Text-to-region grounding data
=== Begin Enclosure ===

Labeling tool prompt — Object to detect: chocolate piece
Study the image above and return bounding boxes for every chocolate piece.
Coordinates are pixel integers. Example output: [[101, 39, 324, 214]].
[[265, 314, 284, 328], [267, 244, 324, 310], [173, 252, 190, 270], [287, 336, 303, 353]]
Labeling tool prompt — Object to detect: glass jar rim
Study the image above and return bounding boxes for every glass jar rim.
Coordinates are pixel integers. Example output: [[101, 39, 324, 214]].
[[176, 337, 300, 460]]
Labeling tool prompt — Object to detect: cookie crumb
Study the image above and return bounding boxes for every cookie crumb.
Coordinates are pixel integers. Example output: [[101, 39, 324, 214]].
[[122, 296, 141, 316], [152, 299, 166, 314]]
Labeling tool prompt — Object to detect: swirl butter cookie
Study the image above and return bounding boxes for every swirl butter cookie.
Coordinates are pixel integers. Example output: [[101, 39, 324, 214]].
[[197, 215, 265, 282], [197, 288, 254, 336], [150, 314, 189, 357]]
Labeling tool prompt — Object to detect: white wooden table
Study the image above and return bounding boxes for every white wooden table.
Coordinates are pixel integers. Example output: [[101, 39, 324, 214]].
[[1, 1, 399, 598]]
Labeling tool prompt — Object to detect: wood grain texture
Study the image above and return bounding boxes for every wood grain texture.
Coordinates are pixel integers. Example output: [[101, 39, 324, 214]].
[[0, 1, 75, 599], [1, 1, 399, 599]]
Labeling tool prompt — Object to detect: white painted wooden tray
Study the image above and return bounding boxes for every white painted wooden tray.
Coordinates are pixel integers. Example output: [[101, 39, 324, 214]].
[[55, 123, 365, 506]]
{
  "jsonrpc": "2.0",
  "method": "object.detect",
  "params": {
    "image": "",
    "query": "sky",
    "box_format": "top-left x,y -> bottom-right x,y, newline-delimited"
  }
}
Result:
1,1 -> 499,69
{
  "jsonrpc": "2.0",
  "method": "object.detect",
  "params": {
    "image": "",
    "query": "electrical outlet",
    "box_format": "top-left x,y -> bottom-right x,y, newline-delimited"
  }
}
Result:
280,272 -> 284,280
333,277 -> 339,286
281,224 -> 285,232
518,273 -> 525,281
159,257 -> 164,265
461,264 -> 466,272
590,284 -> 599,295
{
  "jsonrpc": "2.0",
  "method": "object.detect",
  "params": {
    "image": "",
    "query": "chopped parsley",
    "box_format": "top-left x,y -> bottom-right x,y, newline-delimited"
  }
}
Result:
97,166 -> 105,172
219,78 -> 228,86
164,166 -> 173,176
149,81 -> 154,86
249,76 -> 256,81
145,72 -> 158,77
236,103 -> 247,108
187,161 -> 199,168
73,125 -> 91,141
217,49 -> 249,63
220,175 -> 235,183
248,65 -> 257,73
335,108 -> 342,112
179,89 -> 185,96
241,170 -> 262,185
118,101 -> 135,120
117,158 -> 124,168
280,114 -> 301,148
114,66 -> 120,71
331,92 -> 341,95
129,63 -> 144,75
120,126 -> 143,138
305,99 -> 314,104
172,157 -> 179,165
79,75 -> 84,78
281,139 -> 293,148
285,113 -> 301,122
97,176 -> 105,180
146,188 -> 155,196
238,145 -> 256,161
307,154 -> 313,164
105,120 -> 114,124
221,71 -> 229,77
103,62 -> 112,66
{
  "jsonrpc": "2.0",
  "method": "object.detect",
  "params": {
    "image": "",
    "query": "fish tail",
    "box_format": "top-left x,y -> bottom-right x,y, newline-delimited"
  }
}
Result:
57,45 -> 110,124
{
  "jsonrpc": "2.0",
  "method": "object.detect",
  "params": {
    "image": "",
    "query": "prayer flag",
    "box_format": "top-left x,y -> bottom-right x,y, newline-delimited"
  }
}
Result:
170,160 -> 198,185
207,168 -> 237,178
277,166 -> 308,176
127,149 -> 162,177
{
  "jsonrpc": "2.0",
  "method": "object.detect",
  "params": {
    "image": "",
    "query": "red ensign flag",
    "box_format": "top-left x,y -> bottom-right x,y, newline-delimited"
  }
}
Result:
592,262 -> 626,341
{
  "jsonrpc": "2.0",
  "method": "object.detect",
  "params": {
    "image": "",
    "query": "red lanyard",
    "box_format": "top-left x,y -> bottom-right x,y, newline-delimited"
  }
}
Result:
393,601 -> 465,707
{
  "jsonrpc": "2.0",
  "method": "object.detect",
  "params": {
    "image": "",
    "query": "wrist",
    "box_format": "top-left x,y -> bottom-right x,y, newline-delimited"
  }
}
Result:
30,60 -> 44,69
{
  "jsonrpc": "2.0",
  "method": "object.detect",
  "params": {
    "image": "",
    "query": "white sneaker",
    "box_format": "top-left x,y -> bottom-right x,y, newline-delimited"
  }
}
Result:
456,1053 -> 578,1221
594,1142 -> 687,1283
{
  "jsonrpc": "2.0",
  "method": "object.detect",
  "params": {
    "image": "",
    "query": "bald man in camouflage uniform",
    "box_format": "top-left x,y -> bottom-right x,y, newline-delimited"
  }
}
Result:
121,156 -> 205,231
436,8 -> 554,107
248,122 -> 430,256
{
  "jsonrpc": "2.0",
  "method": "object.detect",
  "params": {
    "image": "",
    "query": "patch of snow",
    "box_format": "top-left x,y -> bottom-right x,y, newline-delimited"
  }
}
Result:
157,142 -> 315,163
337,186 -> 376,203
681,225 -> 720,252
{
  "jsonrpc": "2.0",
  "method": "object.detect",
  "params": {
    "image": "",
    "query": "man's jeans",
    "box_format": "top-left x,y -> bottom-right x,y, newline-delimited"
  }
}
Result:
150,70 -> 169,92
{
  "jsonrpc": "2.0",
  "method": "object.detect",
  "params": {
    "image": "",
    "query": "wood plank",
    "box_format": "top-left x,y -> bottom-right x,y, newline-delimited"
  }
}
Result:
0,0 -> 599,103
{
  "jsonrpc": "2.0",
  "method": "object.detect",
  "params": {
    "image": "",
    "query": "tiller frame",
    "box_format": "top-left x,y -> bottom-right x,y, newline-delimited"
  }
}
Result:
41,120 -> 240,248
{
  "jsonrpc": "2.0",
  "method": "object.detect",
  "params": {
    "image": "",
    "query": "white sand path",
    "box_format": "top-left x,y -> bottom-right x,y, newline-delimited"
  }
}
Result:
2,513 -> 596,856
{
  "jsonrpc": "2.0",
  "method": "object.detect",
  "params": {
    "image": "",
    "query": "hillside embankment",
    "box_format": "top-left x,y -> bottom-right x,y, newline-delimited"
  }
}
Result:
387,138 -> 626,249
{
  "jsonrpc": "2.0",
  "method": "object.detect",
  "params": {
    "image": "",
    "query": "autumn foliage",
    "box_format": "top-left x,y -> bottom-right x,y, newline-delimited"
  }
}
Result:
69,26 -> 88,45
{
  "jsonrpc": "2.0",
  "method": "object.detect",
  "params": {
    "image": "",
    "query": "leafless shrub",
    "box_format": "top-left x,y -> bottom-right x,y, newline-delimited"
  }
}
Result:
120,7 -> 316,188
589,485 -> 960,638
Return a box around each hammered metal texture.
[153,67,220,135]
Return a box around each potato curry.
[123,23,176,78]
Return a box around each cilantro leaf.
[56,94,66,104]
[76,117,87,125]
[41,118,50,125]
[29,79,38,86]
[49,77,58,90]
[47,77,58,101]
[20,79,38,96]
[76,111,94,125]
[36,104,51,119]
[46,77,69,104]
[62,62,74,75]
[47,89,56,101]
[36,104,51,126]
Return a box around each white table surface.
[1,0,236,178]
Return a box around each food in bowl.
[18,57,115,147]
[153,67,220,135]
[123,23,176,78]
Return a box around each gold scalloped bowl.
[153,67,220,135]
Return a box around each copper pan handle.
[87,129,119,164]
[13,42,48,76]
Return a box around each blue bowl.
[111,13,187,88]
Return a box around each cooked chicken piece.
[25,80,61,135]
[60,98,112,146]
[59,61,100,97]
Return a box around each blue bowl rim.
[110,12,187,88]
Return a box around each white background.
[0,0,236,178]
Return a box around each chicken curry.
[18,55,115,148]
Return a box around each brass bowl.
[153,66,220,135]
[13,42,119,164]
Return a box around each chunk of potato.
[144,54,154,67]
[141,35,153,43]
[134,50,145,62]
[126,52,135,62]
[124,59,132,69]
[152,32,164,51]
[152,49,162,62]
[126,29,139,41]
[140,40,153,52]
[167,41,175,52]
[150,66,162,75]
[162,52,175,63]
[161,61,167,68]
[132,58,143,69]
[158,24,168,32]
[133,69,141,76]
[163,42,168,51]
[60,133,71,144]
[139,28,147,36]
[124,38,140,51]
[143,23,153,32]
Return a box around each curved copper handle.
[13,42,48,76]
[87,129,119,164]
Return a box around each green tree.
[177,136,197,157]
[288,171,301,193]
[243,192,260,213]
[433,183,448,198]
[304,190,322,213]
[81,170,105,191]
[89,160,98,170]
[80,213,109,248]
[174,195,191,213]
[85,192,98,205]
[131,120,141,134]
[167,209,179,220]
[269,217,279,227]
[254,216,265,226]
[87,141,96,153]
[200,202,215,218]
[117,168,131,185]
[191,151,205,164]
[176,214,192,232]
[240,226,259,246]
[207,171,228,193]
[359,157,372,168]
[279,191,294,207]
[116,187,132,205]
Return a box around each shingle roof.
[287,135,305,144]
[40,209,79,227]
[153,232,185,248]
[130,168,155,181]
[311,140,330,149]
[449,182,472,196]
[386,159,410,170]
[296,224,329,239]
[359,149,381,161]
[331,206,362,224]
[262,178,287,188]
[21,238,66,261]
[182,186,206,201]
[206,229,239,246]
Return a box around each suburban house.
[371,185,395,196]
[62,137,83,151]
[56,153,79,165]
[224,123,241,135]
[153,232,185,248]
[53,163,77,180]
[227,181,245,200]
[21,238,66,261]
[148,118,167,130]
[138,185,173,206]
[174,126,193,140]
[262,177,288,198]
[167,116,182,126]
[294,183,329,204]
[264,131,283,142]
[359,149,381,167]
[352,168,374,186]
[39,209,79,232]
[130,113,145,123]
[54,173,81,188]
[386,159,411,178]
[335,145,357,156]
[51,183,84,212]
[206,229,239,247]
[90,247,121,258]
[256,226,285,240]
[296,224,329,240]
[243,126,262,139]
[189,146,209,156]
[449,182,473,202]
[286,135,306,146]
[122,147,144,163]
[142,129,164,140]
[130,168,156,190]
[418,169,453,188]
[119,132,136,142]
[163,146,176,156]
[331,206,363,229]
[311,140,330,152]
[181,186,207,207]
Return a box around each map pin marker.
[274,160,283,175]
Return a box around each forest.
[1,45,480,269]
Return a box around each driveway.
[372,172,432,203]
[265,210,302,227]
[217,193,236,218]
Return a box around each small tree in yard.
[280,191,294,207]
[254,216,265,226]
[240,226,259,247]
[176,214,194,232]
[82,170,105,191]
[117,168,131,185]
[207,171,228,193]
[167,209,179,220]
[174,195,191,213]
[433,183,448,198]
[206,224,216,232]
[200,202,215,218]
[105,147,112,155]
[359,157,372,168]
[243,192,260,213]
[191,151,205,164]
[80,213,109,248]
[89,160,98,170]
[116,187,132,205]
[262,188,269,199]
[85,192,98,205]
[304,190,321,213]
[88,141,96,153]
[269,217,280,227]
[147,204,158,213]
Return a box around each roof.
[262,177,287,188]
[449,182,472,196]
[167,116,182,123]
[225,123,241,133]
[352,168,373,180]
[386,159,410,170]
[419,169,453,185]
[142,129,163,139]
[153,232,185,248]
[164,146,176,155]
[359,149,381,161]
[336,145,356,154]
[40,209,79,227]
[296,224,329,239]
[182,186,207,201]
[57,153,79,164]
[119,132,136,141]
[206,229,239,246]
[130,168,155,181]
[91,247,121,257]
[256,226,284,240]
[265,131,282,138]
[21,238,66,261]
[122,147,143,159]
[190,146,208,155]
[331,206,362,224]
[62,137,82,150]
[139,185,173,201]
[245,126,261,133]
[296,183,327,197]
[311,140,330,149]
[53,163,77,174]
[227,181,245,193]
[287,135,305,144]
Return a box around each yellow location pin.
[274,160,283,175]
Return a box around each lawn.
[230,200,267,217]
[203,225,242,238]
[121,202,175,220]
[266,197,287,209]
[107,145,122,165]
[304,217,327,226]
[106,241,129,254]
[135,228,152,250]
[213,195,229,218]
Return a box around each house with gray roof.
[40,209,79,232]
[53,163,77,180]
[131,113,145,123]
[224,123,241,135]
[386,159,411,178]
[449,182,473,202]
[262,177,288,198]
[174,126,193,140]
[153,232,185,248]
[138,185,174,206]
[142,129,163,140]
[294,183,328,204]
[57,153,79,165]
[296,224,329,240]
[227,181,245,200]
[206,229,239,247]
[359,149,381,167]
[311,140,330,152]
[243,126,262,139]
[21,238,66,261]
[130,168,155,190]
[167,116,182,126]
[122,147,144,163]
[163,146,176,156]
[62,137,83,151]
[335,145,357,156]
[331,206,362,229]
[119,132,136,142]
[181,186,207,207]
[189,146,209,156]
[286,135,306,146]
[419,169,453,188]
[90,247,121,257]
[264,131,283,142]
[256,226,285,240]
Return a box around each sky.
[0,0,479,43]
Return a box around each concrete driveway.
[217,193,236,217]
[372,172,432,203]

=== End Enclosure ===

Exercise description:
From the entries, work out how many lines include the word "cookie", answering with the number only.

Answer:
4